**** Records for this exercise

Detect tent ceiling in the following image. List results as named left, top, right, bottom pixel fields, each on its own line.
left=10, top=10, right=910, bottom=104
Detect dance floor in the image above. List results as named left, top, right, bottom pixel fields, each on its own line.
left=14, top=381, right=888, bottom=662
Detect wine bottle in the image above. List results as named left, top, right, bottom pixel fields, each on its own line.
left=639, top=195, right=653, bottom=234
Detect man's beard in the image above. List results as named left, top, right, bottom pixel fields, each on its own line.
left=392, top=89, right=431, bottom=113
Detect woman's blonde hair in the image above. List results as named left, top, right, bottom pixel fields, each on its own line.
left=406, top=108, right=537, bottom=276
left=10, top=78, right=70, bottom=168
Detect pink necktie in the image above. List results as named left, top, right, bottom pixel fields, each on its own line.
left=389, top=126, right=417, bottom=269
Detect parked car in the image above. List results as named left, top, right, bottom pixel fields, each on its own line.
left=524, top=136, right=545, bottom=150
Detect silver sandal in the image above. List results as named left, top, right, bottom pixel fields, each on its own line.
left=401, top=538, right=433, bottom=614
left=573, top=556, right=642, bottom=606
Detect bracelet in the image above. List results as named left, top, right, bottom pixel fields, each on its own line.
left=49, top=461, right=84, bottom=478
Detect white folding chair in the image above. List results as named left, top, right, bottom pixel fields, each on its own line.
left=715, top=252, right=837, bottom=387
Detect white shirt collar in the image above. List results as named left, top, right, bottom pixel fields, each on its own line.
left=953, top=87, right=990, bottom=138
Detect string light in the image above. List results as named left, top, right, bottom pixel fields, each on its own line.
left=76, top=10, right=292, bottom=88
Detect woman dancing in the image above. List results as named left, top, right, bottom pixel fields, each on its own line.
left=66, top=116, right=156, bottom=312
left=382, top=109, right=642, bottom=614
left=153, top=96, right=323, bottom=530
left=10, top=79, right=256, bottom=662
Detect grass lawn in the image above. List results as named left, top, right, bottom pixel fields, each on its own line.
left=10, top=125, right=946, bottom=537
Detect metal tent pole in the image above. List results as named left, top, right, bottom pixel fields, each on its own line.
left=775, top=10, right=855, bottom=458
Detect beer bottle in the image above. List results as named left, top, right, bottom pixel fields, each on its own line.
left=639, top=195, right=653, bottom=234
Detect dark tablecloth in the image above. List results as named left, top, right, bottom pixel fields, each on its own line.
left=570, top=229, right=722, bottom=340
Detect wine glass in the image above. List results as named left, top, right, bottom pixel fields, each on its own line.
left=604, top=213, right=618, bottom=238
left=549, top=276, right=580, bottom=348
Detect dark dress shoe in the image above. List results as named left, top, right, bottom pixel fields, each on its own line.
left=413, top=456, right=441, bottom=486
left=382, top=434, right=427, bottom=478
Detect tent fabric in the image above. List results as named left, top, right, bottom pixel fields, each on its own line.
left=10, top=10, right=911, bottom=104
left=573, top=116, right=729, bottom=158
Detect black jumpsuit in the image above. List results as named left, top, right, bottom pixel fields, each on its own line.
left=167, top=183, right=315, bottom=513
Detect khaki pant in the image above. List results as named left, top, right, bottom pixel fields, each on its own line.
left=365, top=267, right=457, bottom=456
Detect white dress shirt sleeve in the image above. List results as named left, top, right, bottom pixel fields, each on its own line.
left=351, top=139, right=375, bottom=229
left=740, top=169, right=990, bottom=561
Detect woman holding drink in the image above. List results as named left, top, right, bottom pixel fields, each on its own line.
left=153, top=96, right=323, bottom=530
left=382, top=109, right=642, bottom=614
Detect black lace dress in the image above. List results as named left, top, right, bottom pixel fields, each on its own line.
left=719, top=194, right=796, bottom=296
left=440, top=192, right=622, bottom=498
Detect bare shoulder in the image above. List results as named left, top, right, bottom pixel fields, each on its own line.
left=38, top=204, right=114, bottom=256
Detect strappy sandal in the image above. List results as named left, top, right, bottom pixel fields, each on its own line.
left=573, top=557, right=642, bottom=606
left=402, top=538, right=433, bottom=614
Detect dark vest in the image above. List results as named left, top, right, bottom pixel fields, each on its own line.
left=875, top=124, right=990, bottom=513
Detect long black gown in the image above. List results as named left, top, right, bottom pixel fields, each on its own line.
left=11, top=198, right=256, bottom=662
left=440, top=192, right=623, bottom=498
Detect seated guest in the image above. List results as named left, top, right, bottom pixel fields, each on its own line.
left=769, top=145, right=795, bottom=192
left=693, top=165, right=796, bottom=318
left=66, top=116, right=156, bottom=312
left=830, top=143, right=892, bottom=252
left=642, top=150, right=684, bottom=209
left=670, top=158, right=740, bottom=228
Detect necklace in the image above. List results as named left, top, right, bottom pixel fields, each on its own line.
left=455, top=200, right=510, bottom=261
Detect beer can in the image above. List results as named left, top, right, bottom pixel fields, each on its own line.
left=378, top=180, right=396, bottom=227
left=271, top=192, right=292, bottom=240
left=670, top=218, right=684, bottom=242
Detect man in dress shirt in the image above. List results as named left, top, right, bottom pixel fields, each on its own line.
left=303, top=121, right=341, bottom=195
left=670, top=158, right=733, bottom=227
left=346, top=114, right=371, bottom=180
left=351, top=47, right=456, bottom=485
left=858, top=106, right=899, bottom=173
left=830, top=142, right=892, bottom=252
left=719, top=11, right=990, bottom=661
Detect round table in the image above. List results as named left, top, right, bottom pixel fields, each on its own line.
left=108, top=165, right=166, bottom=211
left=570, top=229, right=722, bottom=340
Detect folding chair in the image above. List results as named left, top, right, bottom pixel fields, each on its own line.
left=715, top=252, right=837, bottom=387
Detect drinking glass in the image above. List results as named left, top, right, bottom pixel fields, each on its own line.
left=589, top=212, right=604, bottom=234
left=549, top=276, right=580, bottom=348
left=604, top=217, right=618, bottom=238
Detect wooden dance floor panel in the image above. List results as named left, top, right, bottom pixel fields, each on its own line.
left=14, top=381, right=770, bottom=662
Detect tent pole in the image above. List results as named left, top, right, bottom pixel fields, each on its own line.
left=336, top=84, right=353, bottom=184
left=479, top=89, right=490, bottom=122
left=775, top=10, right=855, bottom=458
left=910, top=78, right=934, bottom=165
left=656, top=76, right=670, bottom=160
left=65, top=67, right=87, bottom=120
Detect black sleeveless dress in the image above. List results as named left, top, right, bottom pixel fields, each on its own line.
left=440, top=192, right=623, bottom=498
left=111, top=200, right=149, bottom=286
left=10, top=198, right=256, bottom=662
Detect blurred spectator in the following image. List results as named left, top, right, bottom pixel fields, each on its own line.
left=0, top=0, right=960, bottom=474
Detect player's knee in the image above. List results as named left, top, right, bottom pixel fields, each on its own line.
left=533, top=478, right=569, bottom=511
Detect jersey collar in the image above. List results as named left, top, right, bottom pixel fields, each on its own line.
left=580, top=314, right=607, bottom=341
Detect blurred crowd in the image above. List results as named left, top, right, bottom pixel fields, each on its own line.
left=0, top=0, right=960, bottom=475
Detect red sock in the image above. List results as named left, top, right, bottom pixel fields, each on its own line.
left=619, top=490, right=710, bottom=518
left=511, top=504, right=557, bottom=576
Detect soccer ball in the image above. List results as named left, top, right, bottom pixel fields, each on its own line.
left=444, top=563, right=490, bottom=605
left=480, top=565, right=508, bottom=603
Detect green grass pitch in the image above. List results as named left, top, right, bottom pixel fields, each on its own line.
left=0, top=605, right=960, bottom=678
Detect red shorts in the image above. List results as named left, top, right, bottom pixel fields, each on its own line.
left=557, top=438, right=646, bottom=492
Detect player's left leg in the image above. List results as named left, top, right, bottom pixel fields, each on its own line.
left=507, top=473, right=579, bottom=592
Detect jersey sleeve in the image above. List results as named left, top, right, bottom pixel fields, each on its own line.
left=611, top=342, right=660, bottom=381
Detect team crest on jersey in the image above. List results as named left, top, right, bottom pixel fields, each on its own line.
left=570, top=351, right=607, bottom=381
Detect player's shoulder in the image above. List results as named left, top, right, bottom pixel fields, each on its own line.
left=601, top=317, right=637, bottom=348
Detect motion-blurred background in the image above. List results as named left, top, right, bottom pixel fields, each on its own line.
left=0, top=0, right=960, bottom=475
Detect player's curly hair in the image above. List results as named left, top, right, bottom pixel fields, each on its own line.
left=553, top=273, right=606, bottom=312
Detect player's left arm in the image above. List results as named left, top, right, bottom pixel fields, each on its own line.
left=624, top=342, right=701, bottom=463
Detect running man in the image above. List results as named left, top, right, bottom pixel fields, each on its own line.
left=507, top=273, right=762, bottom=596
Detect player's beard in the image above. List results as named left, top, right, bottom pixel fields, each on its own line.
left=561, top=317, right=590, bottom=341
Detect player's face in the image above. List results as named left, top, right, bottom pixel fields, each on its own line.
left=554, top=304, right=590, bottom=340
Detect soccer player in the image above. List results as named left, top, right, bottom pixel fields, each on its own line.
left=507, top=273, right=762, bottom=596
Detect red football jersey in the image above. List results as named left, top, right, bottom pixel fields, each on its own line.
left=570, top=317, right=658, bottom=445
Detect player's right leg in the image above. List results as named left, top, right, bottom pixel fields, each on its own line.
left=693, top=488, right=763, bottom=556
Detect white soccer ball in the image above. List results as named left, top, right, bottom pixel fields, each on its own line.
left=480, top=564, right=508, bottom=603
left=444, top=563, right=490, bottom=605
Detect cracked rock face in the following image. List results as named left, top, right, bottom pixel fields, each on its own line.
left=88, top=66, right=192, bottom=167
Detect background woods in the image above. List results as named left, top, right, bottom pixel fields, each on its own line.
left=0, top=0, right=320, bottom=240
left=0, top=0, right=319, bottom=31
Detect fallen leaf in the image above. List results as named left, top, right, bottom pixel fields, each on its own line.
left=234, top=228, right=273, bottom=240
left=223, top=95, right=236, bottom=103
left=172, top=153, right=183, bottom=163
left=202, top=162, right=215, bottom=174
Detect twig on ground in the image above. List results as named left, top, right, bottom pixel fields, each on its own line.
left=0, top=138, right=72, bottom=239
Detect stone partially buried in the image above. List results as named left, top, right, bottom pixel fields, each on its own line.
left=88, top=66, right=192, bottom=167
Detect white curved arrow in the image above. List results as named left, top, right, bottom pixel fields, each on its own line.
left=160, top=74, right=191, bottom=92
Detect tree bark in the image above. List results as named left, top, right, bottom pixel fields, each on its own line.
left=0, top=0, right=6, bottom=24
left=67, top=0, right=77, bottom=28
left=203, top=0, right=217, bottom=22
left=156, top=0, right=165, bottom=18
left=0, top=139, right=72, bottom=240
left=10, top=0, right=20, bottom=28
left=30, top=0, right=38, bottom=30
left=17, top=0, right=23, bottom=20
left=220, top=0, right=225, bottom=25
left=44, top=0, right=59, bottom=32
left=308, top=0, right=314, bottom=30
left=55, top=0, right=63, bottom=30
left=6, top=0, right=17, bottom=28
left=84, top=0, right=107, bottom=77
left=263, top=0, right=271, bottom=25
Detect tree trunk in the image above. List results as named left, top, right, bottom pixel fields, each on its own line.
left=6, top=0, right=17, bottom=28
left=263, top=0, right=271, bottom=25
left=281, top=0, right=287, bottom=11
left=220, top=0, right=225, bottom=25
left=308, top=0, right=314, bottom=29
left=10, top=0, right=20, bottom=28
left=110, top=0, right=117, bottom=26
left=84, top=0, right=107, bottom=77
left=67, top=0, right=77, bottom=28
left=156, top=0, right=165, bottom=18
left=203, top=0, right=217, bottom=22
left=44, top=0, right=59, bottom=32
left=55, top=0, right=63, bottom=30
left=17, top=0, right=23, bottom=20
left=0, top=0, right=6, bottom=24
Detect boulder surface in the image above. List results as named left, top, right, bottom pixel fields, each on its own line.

********

Set exercise: Rewrite the lines from the line with "Detect wooden dance" up to and including the line with "left=480, top=565, right=508, bottom=603", putting "out-of-focus" wherever "blurred" appears and keeping everything else unchanged. Give only those lines.

Exercise response:
Detect wooden dance floor panel in the image above. List results as named left, top, right, bottom pixel fields, each on its own line.
left=14, top=381, right=770, bottom=662
Detect tent pole in the image above. List results as named left, top, right, bottom pixel fields, each on its own line.
left=336, top=84, right=353, bottom=184
left=479, top=89, right=490, bottom=122
left=775, top=10, right=855, bottom=458
left=910, top=78, right=934, bottom=165
left=656, top=76, right=670, bottom=160
left=65, top=67, right=87, bottom=120
Detect black sleeveless dress in the image above. List results as named left, top, right, bottom pixel fields, each on its own line.
left=440, top=192, right=623, bottom=498
left=111, top=200, right=149, bottom=286
left=10, top=198, right=256, bottom=662
Detect out-of-focus spectator in the following image. List results as named left, top, right, bottom pixel fields, each on its own line.
left=0, top=0, right=960, bottom=474
Detect player's knee in the image above. List results as named left, top, right, bottom pixel fields, each on its own line.
left=533, top=478, right=569, bottom=511
Detect jersey collar in the image above. List results as named left, top, right, bottom pixel fields, each on its own line.
left=580, top=314, right=607, bottom=341
Detect out-of-focus crowd in the image above. List results as named left, top, right, bottom pixel fields, each on its own line.
left=0, top=0, right=960, bottom=475
Detect red sock in the image above. List results as named left, top, right, bottom pixel fields, each on its own line.
left=619, top=490, right=710, bottom=518
left=511, top=504, right=557, bottom=576
Detect soccer ball in the image above. List results as named left, top, right, bottom pixel fields, each on its own line.
left=444, top=563, right=490, bottom=605
left=480, top=565, right=508, bottom=603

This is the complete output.